» Provided passage:
-- start --

Have you investigated to see if your wife is having an affair. A lot of red flags here.


----------



## FrazzledSadHusband (Jul 3, 2014)

Don't dance the pick me dance. Either investigate HARD if there is someone else if you want to try save marriage.
Otherwise, file for divorce as fast as you can, get a new suit and start dating.

Sounds cold, but if a woman decides you don't meet the criteria anymore, ya might as well save yourself some pain and move on.

Some women just want to be alone, some want someone else.


----------



## prospector (Dec 5, 2017)

Yes mate . That's the first thought I had. But we live in a very small town and I have done everything I could and have to admit if it is its an emotional one and not a physical one. She is a very strong independent woman and if there was another man I would not be here . The house is in her name and she could have me gone if she wanted to . Plus she is moving 3000 km from here in Jan.


----------



## prospector (Dec 5, 2017)

I brought up the subject of divorce and she said she didn't see the need to . That we could stay separated . We have both been through divorces before . I need to add there has been no abuse either physical ,mental or verbal in all our years together. No real issues at all . She has made a point of telling her family and the boys that I have done absolutely nothing wrong and that her feelings towards me have changed and she doesn't love me the same anymore. 

She knows that I am still madly in love with her and says it is hurting her to see me in so much pain but she can't help the way she feels and doesn't want to spend the rest of her life with me anymore. She wants to live alone and not have to worry about anyone 
else. 
I have got to the point where I realise that I need to drive away and let her go do her own thing in January but its so bloody hard . And apart from her family and a couple of close friends of mine she doesn't want people to know so we act as if everything is normal in public . The strain is starting to get to me I must admit


----------



## MJJEAN (Jun 26, 2015)

-- end --

» Data for the task:

-- start --

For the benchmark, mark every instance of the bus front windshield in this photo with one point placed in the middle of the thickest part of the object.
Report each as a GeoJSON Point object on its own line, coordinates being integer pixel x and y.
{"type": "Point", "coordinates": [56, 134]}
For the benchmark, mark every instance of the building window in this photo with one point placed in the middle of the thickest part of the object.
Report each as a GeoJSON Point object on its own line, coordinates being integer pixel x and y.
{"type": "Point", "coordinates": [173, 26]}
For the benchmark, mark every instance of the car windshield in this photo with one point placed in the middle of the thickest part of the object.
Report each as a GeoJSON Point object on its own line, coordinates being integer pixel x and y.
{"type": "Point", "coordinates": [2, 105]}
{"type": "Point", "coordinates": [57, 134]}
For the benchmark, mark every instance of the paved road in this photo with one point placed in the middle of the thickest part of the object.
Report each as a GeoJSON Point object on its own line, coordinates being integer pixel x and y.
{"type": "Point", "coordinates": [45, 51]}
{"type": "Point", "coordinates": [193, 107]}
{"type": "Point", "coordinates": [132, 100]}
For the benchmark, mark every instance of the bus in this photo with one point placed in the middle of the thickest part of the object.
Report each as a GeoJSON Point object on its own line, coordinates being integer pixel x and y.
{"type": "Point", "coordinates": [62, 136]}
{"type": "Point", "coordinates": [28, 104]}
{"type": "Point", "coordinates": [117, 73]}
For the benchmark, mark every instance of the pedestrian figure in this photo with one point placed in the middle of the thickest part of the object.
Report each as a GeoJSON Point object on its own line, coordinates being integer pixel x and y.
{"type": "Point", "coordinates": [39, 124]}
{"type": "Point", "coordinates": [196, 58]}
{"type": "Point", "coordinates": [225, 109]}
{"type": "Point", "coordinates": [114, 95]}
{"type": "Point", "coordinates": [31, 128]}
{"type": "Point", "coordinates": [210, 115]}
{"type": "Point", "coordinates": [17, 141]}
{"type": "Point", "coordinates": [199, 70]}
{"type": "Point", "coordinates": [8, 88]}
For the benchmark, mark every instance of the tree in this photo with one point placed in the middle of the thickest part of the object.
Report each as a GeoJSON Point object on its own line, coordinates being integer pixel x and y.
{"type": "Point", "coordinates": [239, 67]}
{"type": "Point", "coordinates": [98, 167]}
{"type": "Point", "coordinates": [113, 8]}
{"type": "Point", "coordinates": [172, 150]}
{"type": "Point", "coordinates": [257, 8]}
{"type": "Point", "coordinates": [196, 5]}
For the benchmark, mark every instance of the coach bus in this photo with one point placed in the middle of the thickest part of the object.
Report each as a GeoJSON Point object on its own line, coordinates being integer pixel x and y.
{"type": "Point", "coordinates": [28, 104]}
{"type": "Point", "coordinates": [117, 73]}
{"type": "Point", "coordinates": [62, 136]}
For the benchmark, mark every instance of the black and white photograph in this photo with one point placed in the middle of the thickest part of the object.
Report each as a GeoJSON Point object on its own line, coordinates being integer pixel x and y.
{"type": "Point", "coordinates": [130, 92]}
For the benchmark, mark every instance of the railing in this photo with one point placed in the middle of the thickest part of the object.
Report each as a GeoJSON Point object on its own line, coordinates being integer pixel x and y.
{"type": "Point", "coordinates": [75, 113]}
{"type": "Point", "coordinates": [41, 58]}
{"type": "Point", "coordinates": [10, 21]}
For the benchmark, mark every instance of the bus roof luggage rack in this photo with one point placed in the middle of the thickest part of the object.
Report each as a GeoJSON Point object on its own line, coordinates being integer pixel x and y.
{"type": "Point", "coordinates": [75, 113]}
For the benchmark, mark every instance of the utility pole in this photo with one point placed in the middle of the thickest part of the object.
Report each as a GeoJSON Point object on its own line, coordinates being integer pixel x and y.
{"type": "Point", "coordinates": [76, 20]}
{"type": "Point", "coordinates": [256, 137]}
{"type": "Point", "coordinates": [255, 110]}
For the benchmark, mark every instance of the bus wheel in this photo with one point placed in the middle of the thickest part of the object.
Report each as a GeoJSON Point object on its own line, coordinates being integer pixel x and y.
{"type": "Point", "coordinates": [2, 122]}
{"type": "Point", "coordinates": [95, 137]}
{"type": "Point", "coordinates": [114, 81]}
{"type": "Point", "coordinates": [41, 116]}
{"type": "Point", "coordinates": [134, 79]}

-- end --

» Written tasks:
1) Transcribe the forum thread word for word, beginning at the words "Some women just" and stopping after "here in Jan.".
2) Revise the listing from the line that has "For the benchmark, mark every instance of the utility" through the end of the listing, replacing "thickest" with "widest" and leaving everything else unchanged. Give only those lines.

» In response:
1)
Some women just want to be alone, some want someone else.


----------



## prospector (Dec 5, 2017)

Yes mate . That's the first thought I had. But we live in a very small town and I have done everything I could and have to admit if it is its an emotional one and not a physical one. She is a very strong independent woman and if there was another man I would not be here . The house is in her name and she could have me gone if she wanted to . Plus she is moving 3000 km from here in Jan.

2)
For the benchmark, mark every instance of the utility pole in this photo with one point placed in the middle of the widest part of the object.
Report each as a GeoJSON Point object on its own line, coordinates being integer pixel x and y.
{"type": "Point", "coordinates": [76, 20]}
{"type": "Point", "coordinates": [256, 137]}
{"type": "Point", "coordinates": [255, 110]}
For the benchmark, mark every instance of the bus wheel in this photo with one point placed in the middle of the widest part of the object.
Report each as a GeoJSON Point object on its own line, coordinates being integer pixel x and y.
{"type": "Point", "coordinates": [2, 122]}
{"type": "Point", "coordinates": [95, 137]}
{"type": "Point", "coordinates": [114, 81]}
{"type": "Point", "coordinates": [41, 116]}
{"type": "Point", "coordinates": [134, 79]}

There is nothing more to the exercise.